===== INFORMATION GIVEN =====

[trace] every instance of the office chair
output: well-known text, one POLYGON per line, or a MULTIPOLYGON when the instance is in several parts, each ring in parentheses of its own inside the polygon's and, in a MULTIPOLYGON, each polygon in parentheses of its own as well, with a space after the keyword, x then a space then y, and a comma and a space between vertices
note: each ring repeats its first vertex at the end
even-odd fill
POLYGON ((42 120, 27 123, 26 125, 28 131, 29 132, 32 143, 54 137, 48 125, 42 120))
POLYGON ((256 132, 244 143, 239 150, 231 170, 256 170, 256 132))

=====

Print every line of the listing above once more, with no character altered.

### RESULT OF THIS TASK
[trace] every instance of the office chair
output: well-known text, one POLYGON per line, or a MULTIPOLYGON when the instance is in several parts, each ring in parentheses of its own inside the polygon's and, in a MULTIPOLYGON, each polygon in parentheses of its own as well, with a space after the keyword, x then a space then y, and a comma and a space between vertices
note: each ring repeats its first vertex at the end
even-odd fill
POLYGON ((42 120, 27 123, 26 125, 28 131, 29 132, 32 143, 54 137, 48 125, 42 120))
POLYGON ((256 132, 244 143, 239 150, 231 170, 256 170, 256 132))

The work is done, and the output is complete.